- Task to complete
Rewrite the lines below as a numbered list, leaving out any blank lines.

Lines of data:
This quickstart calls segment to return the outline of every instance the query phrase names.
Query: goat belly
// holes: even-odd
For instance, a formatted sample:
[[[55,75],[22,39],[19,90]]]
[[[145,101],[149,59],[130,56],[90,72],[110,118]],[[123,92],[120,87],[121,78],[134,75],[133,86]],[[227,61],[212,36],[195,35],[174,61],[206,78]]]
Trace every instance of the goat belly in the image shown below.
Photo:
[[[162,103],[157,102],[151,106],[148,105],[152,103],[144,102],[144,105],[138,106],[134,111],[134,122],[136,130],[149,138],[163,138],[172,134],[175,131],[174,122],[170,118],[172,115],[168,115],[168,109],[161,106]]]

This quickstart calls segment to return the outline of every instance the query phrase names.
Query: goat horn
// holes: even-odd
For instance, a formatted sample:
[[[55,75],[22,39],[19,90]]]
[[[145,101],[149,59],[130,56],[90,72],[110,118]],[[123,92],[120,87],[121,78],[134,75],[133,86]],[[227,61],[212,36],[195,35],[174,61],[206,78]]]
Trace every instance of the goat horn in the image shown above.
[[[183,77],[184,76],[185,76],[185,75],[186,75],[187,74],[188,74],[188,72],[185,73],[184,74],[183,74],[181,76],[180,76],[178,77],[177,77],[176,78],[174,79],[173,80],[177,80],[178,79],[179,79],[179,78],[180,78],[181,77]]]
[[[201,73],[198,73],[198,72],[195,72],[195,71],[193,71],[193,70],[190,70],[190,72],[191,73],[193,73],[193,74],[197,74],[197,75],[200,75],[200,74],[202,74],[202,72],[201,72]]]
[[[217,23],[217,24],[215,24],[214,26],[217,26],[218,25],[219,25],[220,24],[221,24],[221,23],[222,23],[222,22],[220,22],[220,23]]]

- Exercise output
1. This quickstart calls segment to return the outline of every instance the query phrase names.
2. Query: goat belly
3. // holes: even-odd
4. For instance, a formatted sample:
5. [[[55,75],[22,39],[19,90]]]
6. [[[145,101],[149,59],[130,56],[90,72],[110,118]],[[123,92],[120,87],[121,78],[134,75],[133,86]],[[227,61],[212,36],[195,35],[174,61],[206,78]]]
7. Trace every instance of the goat belly in the image shown below.
8. Photo:
9. [[[162,103],[157,102],[151,106],[148,105],[152,103],[144,102],[144,105],[138,106],[134,111],[134,122],[136,130],[149,138],[163,138],[172,134],[175,131],[174,122],[170,118],[172,115],[168,115],[168,109],[161,106]]]
10. This quickstart calls segment to return the outline of every instance the query phrase names.
11. Query: goat horn
12. // holes: even-odd
13. For instance, a formatted sample:
14. [[[55,75],[22,39],[19,90]]]
15. [[[145,101],[149,59],[130,56],[90,72],[110,118]],[[123,92],[120,87],[121,78],[134,75],[133,86]],[[227,61],[212,36],[195,35],[174,61],[206,78]]]
16. Trace every instance of the goat horn in the image shown above.
17. [[[183,77],[184,76],[185,76],[185,75],[186,75],[187,74],[188,74],[188,72],[185,73],[184,74],[183,74],[181,76],[180,76],[178,77],[177,77],[176,78],[174,79],[173,80],[177,80],[178,79],[179,79],[179,78],[180,78],[181,77]]]
18. [[[201,73],[198,73],[198,72],[195,72],[195,71],[193,71],[193,70],[190,70],[190,72],[191,73],[193,73],[193,74],[197,74],[197,75],[200,75],[200,74],[202,74],[202,72],[201,72]]]
19. [[[217,23],[217,24],[215,24],[214,26],[217,26],[218,25],[219,25],[220,24],[221,24],[221,23],[222,23],[222,22],[220,22],[220,23]]]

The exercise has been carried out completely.